__Task statement__
Update the records from the start through the line containing "x=164 y=395", inclusive, so that "hallway wall" becomes "corridor wall" and everything else stays unchanged. Return only those lines.

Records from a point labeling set
▬▬▬

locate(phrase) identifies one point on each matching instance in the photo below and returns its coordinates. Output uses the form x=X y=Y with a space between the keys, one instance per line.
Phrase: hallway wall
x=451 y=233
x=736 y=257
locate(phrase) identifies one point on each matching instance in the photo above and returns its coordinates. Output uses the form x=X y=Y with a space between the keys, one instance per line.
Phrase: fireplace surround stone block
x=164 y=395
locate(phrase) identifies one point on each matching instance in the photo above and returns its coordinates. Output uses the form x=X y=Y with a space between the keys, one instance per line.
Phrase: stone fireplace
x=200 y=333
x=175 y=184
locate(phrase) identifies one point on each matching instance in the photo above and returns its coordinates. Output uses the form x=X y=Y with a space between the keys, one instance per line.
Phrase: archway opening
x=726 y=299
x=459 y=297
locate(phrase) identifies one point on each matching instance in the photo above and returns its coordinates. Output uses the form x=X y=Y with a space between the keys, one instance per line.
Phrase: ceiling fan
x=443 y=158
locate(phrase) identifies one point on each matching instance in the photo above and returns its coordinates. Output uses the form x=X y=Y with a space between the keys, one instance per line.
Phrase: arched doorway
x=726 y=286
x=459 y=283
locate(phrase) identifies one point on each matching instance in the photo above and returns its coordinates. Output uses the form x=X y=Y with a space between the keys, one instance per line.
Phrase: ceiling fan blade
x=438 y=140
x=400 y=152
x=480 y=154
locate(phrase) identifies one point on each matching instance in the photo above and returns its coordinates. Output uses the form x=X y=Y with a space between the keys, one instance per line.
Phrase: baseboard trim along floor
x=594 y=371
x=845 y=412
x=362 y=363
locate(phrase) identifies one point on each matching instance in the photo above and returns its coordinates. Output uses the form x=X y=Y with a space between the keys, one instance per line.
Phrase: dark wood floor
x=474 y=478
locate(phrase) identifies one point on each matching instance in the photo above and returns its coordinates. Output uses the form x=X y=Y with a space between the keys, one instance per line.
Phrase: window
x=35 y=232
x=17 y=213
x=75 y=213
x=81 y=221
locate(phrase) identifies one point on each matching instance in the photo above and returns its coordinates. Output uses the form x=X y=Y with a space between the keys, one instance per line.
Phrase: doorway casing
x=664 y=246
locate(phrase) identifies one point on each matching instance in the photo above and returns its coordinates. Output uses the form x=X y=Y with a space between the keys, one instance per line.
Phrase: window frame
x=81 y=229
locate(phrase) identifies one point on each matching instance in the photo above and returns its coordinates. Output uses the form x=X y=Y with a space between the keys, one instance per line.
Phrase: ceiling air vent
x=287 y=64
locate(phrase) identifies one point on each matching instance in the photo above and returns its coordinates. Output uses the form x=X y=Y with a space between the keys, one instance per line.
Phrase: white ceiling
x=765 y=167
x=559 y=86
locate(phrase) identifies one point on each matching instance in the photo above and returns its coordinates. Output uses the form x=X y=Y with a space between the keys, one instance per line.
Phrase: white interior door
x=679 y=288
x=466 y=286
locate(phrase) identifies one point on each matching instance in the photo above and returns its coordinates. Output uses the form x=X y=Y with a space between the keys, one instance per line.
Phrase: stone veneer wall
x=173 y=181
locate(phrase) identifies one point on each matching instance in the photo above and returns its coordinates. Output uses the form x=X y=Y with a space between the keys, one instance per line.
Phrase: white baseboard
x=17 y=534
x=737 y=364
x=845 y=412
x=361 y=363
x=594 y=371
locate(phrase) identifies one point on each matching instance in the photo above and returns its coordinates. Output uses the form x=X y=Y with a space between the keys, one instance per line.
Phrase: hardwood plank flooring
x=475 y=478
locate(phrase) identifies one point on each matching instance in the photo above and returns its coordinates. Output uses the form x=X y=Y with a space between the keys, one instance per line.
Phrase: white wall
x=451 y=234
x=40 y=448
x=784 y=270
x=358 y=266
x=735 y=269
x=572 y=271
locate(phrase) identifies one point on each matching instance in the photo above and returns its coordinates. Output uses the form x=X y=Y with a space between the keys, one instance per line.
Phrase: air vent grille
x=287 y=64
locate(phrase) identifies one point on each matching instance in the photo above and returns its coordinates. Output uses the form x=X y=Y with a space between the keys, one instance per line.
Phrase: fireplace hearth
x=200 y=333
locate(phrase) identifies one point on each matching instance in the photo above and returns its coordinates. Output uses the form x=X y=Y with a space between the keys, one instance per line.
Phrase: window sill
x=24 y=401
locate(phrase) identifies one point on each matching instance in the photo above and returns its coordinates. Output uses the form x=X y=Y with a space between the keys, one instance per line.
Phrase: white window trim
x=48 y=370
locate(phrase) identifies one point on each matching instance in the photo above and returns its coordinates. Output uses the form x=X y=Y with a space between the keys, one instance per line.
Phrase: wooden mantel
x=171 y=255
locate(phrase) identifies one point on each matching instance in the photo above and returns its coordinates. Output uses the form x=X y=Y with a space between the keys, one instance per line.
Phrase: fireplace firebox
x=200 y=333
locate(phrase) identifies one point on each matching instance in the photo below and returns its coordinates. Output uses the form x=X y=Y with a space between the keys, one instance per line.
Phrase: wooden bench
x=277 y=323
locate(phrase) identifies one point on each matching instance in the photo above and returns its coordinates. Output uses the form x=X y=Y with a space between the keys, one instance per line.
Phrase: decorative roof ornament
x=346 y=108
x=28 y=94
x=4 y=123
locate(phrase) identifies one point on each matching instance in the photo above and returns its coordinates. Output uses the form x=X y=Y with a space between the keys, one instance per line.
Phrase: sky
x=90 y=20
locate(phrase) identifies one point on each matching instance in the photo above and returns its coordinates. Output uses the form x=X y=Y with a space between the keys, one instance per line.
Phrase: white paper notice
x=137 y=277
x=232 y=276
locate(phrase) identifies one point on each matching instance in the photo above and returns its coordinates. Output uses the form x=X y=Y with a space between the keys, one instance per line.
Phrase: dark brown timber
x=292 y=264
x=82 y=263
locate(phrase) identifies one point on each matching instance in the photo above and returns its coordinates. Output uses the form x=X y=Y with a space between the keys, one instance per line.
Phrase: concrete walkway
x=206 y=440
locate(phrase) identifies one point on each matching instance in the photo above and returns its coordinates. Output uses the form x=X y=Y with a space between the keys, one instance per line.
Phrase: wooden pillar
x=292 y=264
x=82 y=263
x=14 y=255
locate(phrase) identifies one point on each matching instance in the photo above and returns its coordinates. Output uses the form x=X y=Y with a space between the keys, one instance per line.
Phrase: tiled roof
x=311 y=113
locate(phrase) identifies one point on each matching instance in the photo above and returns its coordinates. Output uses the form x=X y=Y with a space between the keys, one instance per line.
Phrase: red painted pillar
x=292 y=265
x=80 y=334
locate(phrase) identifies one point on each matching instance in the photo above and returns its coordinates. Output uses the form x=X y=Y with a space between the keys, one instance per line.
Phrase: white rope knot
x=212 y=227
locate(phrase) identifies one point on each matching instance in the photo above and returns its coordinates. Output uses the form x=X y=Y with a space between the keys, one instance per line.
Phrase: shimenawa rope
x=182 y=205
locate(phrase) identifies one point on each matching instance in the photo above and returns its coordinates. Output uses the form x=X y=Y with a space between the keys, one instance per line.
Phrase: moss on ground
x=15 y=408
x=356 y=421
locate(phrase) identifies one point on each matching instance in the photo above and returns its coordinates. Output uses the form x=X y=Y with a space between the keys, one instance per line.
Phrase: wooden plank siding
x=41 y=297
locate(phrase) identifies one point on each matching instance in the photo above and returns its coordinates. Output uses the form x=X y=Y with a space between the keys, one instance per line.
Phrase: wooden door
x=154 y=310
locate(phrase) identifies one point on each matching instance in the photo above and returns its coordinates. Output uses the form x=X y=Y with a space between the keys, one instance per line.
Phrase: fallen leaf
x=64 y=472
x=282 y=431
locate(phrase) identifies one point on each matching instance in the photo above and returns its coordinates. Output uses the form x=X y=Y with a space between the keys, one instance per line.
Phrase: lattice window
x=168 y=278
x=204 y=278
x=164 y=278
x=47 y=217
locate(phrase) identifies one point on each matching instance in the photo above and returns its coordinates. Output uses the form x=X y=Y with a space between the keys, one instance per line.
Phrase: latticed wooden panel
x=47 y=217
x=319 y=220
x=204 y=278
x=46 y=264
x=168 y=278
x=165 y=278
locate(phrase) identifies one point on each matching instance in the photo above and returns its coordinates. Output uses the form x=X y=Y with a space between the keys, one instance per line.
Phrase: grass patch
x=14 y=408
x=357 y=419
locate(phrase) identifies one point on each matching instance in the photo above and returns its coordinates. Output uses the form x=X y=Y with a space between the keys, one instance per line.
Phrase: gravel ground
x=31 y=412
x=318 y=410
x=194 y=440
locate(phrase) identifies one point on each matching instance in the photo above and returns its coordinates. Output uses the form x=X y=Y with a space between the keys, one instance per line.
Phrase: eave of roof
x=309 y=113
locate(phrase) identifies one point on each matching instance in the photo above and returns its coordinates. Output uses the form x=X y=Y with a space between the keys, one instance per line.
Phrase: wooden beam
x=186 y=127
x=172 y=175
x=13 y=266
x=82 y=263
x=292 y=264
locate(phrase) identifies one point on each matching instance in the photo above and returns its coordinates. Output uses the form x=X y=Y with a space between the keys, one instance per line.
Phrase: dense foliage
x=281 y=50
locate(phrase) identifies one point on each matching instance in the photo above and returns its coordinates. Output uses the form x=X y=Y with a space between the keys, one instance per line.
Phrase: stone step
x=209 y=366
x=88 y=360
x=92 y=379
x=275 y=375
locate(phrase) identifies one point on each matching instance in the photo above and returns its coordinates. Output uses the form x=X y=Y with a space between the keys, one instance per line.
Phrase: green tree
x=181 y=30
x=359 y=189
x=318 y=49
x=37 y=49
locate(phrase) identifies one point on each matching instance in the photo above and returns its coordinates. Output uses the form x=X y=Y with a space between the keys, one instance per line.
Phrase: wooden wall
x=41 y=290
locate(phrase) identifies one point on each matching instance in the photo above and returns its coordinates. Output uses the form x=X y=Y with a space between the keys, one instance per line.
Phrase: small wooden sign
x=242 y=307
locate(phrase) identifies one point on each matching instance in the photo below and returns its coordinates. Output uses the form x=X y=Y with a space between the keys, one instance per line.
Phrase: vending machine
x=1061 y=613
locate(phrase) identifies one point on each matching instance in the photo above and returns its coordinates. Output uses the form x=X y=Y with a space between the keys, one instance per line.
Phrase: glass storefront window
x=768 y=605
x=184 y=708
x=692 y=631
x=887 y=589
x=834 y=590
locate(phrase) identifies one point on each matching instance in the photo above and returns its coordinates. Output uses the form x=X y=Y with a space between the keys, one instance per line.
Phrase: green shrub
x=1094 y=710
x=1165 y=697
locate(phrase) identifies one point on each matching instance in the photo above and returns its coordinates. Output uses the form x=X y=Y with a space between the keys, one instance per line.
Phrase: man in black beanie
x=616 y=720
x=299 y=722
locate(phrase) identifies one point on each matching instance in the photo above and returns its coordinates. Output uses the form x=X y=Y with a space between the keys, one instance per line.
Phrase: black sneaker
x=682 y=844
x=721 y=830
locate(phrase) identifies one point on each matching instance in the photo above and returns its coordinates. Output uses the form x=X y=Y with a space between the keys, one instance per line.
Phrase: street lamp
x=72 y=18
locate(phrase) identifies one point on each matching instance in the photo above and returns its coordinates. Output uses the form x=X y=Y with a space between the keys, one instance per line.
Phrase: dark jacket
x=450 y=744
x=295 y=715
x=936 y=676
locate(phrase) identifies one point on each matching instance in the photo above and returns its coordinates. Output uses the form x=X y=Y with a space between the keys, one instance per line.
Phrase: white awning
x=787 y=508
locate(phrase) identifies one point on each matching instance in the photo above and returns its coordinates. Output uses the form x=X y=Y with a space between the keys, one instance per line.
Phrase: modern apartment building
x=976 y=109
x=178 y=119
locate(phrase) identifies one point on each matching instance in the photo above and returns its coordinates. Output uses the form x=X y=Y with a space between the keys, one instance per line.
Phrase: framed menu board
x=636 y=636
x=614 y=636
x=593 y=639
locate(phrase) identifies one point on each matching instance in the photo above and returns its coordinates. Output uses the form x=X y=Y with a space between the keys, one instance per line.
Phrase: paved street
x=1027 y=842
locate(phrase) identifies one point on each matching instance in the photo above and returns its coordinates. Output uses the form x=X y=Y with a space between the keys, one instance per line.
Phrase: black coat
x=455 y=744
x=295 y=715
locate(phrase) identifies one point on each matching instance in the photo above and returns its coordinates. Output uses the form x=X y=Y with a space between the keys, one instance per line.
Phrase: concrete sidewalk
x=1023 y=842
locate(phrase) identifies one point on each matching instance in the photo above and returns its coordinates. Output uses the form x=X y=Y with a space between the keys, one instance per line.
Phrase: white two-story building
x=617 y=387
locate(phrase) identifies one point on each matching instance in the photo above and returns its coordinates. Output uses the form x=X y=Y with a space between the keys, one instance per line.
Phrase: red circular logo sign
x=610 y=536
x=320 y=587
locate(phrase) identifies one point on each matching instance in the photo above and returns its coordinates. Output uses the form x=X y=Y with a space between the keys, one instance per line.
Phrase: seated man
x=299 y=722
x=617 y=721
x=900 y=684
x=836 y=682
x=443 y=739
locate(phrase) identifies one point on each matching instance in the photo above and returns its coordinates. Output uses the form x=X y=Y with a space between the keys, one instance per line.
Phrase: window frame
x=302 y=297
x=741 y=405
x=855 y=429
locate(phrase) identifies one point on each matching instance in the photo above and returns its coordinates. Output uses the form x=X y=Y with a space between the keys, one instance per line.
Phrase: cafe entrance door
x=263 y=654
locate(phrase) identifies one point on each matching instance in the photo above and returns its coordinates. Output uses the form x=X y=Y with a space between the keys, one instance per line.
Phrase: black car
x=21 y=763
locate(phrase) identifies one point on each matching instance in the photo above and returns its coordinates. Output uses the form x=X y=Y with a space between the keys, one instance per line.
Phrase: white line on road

▬▬▬

__Task solution__
locate(phrase) identifies one point on each matching instance in the photo below and returns its coordinates. Output uses the form x=X y=Y with a space between the keys, one instance per line.
Phrase: corridor wall
x=451 y=233
x=736 y=257
locate(phrase) identifies one point on each matching instance in the photo above and returns its coordinates. Output uses the form x=X y=Y with a space between the keys, one instance per line.
Phrase: fireplace surround stone block
x=164 y=395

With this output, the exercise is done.